Check the following box if the filing is a final amendment reporting the results of the tender offer:  ¨
 
If applicable, check the appropriate box(es) below to designate the appropriate rule provision(s) relied upon:
 
¨            Rule 13e-4(i) (Cross-Border Issuer Tender Offer)
 
¨           Rule 14d-1(d) (Cross-Border Third-Party Tender Offer)

 
 

 

This Amendment No. 1 (this “Amendment”) to Schedule TO (the “Schedule TO”) amends and supplements the Offer to Exchange (the “Offer to Exchange”), filed by GraphOn Corporation (the “Company”), with the Securities and Exchange Commission (the “SEC”) on September 14, 2011, in connection with the Company’s offer to employees and directors to exchange certain options to purchase shares of the Company’s common stock, par value $0.0001 per share, having an exercise price greater than $0.20 per share that were granted prior to August 31, 2011, upon the terms and subject to the conditions described in the Offer to Exchange and the related Election Form previously filed with the SEC as Exhibits (a)(1) and (a)(3) to the Schedule TO.

* **DATA ENTRIES**:
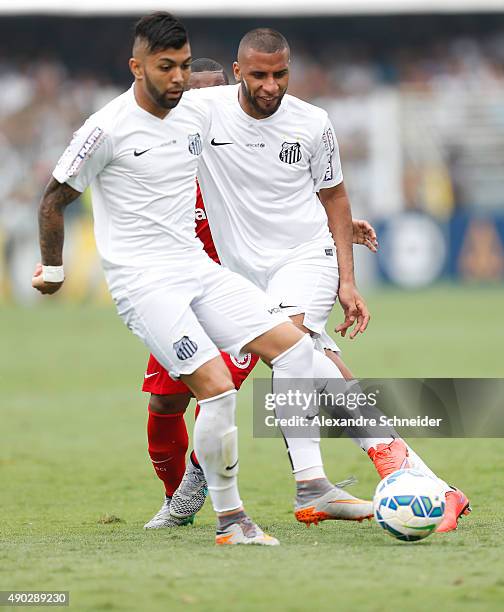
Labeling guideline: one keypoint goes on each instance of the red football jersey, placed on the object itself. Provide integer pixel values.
(203, 228)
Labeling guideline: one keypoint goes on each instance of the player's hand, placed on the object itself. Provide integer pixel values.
(364, 233)
(355, 310)
(40, 284)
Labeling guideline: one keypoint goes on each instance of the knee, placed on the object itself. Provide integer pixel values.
(169, 404)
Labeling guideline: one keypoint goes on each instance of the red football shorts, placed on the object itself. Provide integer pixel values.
(158, 381)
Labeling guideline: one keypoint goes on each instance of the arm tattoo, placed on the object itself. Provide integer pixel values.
(51, 226)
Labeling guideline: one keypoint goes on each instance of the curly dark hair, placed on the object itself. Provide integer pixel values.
(161, 30)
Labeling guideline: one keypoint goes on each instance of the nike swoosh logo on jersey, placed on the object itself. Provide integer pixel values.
(138, 153)
(218, 144)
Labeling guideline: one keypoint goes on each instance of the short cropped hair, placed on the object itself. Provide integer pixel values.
(265, 40)
(205, 64)
(161, 30)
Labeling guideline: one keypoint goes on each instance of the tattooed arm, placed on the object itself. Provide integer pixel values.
(56, 198)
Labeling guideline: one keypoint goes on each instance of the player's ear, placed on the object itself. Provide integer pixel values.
(136, 68)
(236, 71)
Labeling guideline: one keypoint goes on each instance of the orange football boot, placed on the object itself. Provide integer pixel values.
(389, 457)
(457, 505)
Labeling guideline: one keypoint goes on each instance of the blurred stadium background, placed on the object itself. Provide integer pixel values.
(416, 97)
(416, 93)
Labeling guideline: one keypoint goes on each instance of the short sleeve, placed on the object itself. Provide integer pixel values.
(85, 157)
(325, 162)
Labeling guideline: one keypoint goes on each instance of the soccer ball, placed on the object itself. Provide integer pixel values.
(409, 505)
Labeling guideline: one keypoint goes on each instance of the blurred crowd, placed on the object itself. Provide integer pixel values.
(447, 100)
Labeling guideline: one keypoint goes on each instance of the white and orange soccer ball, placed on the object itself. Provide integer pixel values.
(409, 505)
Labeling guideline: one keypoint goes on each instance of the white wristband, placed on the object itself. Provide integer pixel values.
(53, 274)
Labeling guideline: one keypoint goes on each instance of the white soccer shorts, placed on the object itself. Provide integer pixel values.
(310, 288)
(184, 317)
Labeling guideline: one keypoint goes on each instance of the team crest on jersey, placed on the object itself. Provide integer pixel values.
(185, 348)
(195, 145)
(244, 363)
(290, 152)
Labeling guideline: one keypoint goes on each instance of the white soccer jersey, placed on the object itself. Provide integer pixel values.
(142, 172)
(259, 180)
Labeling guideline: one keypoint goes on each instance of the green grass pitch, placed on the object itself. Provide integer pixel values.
(73, 455)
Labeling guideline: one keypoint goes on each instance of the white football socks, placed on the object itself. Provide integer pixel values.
(216, 446)
(294, 368)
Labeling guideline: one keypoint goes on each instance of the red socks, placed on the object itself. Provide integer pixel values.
(168, 442)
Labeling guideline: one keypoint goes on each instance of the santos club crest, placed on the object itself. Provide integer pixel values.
(290, 152)
(242, 363)
(185, 348)
(195, 146)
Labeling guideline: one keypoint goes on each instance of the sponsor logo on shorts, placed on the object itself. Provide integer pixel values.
(195, 145)
(244, 363)
(185, 348)
(274, 310)
(290, 153)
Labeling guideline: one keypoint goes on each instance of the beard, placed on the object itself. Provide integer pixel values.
(265, 112)
(158, 97)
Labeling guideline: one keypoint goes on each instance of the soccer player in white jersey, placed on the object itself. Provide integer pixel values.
(140, 154)
(276, 203)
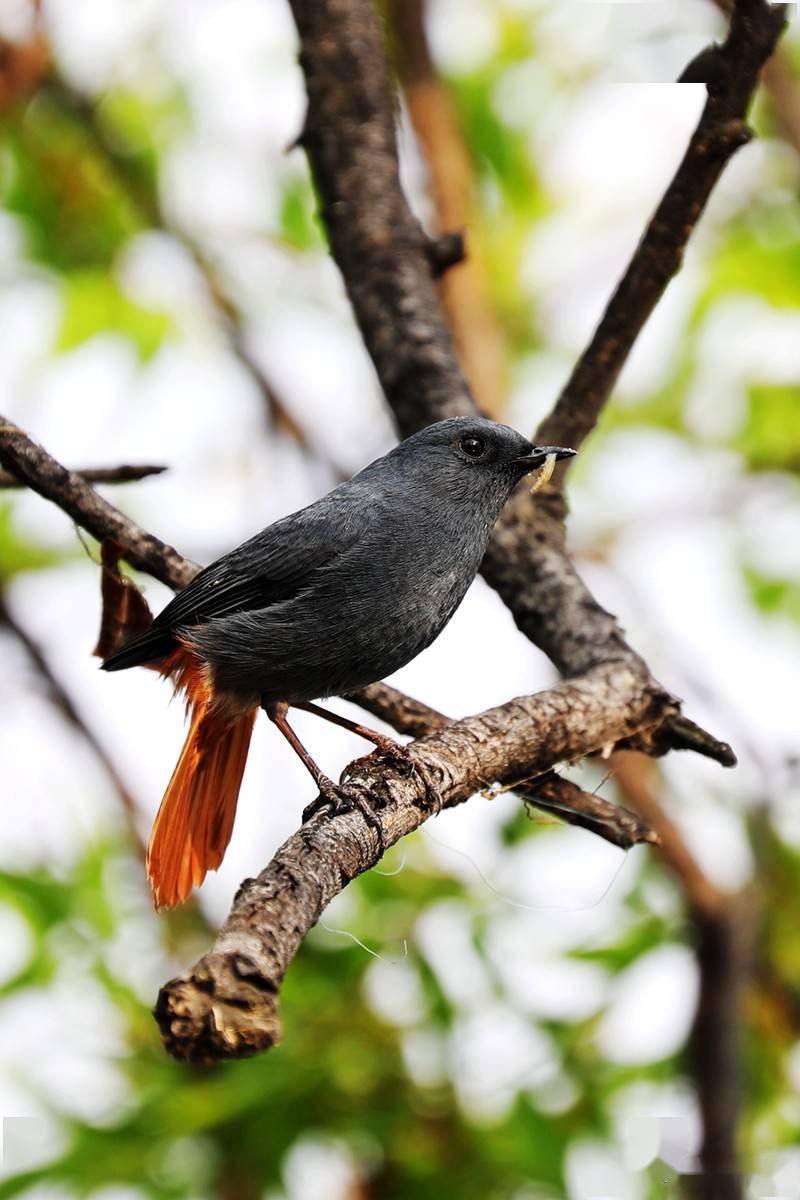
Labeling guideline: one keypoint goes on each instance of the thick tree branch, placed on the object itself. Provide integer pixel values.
(548, 791)
(38, 471)
(517, 742)
(476, 331)
(226, 1006)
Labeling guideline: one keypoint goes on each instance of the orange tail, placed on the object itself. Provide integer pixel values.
(196, 817)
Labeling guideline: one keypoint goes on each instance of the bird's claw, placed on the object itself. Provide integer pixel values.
(336, 798)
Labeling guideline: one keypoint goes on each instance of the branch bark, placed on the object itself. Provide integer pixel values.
(379, 247)
(34, 467)
(513, 743)
(226, 1006)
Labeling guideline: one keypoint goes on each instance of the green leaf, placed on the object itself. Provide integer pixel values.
(299, 225)
(95, 304)
(770, 436)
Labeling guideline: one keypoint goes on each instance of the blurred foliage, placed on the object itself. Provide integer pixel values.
(82, 177)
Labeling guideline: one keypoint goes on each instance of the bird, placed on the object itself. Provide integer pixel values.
(326, 600)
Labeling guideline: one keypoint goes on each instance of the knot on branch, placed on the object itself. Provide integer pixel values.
(224, 1008)
(445, 251)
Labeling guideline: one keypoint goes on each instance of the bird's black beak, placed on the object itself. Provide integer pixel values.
(530, 461)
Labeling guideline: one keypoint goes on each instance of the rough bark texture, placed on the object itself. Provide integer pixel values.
(38, 471)
(731, 73)
(479, 339)
(124, 474)
(517, 742)
(226, 1006)
(379, 247)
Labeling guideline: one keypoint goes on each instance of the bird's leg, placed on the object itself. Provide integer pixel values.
(331, 795)
(394, 751)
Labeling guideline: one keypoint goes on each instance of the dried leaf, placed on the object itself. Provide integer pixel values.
(125, 609)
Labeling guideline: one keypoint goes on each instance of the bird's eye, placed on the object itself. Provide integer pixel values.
(473, 447)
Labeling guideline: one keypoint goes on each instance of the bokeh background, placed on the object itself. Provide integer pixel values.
(503, 1009)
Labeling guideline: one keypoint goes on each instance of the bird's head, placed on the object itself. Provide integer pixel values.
(470, 454)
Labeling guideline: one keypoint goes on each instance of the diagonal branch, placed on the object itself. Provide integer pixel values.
(37, 469)
(731, 73)
(124, 474)
(546, 791)
(226, 1006)
(479, 337)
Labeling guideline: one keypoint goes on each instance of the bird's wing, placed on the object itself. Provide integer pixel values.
(272, 567)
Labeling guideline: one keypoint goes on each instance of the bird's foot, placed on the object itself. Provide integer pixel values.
(336, 798)
(432, 795)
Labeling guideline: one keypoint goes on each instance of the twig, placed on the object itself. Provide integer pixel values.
(476, 331)
(124, 474)
(722, 929)
(547, 791)
(731, 72)
(64, 702)
(519, 739)
(380, 250)
(226, 1006)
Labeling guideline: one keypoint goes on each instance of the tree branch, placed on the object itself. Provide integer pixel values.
(65, 705)
(124, 474)
(512, 743)
(547, 791)
(479, 337)
(226, 1006)
(722, 933)
(731, 73)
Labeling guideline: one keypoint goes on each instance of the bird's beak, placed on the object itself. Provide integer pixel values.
(530, 461)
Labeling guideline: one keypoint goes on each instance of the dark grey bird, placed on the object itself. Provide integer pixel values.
(325, 600)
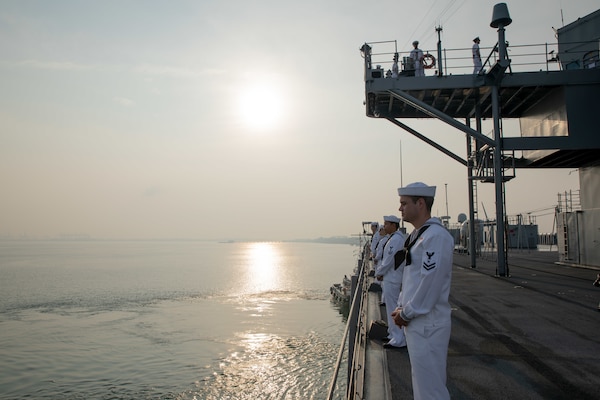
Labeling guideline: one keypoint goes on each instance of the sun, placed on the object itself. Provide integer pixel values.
(262, 106)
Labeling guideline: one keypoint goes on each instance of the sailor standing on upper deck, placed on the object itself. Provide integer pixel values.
(425, 310)
(416, 55)
(392, 278)
(476, 56)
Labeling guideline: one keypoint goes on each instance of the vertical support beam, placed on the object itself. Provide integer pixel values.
(498, 181)
(472, 239)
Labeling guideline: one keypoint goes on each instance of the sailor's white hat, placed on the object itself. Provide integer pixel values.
(417, 189)
(391, 218)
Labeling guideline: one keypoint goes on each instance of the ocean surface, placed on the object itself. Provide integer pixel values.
(169, 319)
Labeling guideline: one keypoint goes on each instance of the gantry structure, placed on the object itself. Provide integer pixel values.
(558, 106)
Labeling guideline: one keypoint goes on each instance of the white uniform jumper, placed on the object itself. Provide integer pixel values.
(392, 283)
(417, 56)
(424, 299)
(476, 59)
(377, 260)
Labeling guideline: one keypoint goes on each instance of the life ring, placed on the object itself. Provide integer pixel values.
(428, 61)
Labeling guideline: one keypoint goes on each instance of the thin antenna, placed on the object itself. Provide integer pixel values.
(401, 182)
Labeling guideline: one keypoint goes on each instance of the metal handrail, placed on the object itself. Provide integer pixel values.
(338, 363)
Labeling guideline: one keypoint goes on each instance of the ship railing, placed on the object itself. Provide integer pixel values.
(459, 61)
(355, 333)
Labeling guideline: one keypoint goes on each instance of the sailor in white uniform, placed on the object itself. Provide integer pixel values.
(392, 278)
(416, 55)
(476, 56)
(425, 309)
(383, 238)
(375, 238)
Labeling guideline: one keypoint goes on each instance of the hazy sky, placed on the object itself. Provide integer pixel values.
(230, 119)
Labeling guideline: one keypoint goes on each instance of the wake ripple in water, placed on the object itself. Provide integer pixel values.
(272, 367)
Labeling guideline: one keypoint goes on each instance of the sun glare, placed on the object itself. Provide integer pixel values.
(262, 106)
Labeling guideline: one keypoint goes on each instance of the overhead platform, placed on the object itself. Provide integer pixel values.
(559, 111)
(458, 96)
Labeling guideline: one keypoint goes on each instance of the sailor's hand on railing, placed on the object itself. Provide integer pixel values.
(398, 319)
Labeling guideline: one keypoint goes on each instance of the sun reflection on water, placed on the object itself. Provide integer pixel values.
(263, 273)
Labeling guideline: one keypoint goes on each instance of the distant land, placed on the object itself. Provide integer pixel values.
(351, 240)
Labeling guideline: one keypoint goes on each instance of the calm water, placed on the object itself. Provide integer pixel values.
(169, 320)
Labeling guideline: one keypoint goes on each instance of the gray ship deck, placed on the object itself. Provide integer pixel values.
(534, 334)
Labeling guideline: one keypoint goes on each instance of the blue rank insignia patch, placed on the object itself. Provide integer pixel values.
(428, 264)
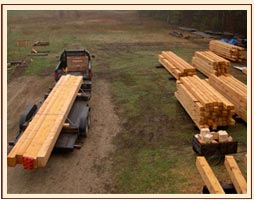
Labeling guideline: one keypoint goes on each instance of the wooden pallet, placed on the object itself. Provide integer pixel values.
(234, 90)
(176, 65)
(208, 63)
(36, 143)
(228, 51)
(205, 105)
(211, 180)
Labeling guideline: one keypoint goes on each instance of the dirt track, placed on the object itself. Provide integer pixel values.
(83, 171)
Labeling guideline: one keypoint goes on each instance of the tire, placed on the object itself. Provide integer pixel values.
(83, 128)
(88, 120)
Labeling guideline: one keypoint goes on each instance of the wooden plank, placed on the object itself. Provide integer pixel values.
(48, 120)
(225, 50)
(235, 175)
(208, 176)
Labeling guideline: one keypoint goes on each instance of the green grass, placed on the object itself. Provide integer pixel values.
(153, 150)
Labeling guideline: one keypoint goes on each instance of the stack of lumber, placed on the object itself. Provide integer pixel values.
(207, 137)
(228, 51)
(176, 65)
(36, 143)
(213, 183)
(208, 63)
(205, 105)
(234, 90)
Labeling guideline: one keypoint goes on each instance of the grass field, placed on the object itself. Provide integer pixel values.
(154, 148)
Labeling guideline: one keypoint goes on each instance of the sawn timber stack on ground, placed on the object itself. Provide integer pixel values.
(208, 63)
(225, 50)
(35, 145)
(176, 65)
(205, 105)
(234, 90)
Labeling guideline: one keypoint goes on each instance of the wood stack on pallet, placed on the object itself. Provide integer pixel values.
(176, 65)
(225, 50)
(205, 105)
(36, 143)
(207, 137)
(208, 63)
(234, 90)
(211, 180)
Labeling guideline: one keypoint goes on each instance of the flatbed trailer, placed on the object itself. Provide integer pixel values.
(77, 123)
(214, 152)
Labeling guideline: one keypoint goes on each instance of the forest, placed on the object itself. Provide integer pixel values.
(234, 21)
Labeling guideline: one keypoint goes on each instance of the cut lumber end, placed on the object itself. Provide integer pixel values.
(236, 175)
(208, 176)
(28, 163)
(11, 160)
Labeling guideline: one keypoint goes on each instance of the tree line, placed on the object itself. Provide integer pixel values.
(234, 21)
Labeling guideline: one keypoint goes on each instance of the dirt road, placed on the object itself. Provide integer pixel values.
(83, 171)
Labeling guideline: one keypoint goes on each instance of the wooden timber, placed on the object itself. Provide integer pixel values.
(208, 176)
(211, 180)
(208, 63)
(235, 174)
(176, 65)
(228, 51)
(36, 143)
(205, 105)
(234, 90)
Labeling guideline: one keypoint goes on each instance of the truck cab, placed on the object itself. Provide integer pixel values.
(75, 62)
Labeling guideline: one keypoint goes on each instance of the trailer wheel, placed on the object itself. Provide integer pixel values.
(83, 128)
(88, 120)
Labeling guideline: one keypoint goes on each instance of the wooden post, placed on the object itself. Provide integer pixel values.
(235, 175)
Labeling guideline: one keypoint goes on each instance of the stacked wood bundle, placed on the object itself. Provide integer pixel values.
(211, 181)
(207, 137)
(228, 51)
(234, 90)
(36, 143)
(176, 65)
(208, 63)
(205, 105)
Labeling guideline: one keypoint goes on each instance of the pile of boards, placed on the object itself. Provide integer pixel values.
(208, 63)
(211, 181)
(36, 143)
(205, 105)
(207, 137)
(234, 90)
(176, 65)
(225, 50)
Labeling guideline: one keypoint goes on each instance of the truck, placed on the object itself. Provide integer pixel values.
(78, 121)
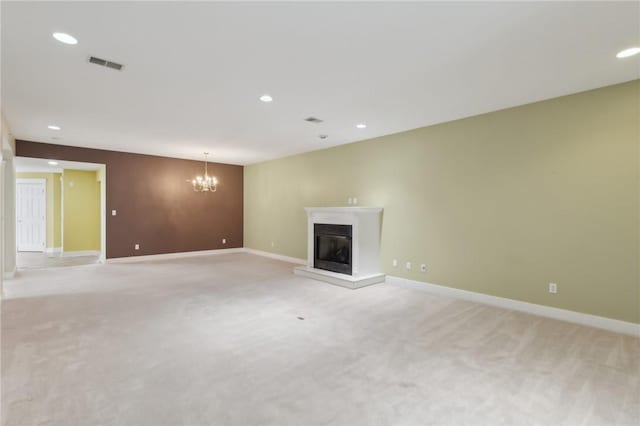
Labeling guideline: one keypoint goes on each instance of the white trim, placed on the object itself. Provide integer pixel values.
(178, 255)
(276, 256)
(81, 253)
(9, 275)
(516, 305)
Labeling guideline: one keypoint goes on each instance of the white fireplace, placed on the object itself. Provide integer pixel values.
(343, 246)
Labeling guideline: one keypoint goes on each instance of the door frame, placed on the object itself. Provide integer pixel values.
(43, 182)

* **JOBS**:
1. According to the Schedule TO amendment, on what date did GraphOn Corporation file the Offer to Exchange with the SEC?
2. Pick up the Schedule TO amendment after its last sentence and continue it.
The data above has no connection to the Schedule TO amendment.

* **ANSWERS**:
1. September 14, 2011.

2.
 
Except as expressly amended and supplemented hereby, all terms of the Offer to Exchange and all disclosure in the Schedule TO and Exhibits thereto, filed with SEC on September 14, 2011, remain unchanged.
 
The purpose of this Amendment is clarify that the Offer to Exchange expires at 12:00 a.m., midnight, Eastern Time, on October 12, 2011, which is the time immediately prior to 12:01 a.m., Eastern Time, on October 13, 2011.
 
Attached hereto as Exhibit (a)(8) is an email communication sent by William Swain, Chief Financial Officer of the Company, clarifying expiration date and time of the Offer to Exchange as set forth above.
 
Item 12.                      Exhibits.
 
(a)(1)
Offer to Exchange dated September 14, 2011*
 
(a)(2)
Letter to Employees announcing the Exchange Offer*
 
(a)(3)
Form of Election Form, including statement of employee stock option holdings*
 
(a)(4)
Form of Withdrawal Form*
 
(a)(5)
Form of Confirmation Statement*
 
(a)(6)
GraphOn Corporation’s Annual Report on Form 10-K for the year ended December 31, 2010, filed with the SEC on March 31, 2011 (incorporated herein by reference)*
 
(a)(7)
GraphOn Corporation’s Quarterly Report on Form 10-Q for the quarter ended June 30, 2011, filed with the SEC on August 15, 2011 (incorporated herein by reference)*
 
(a)(8)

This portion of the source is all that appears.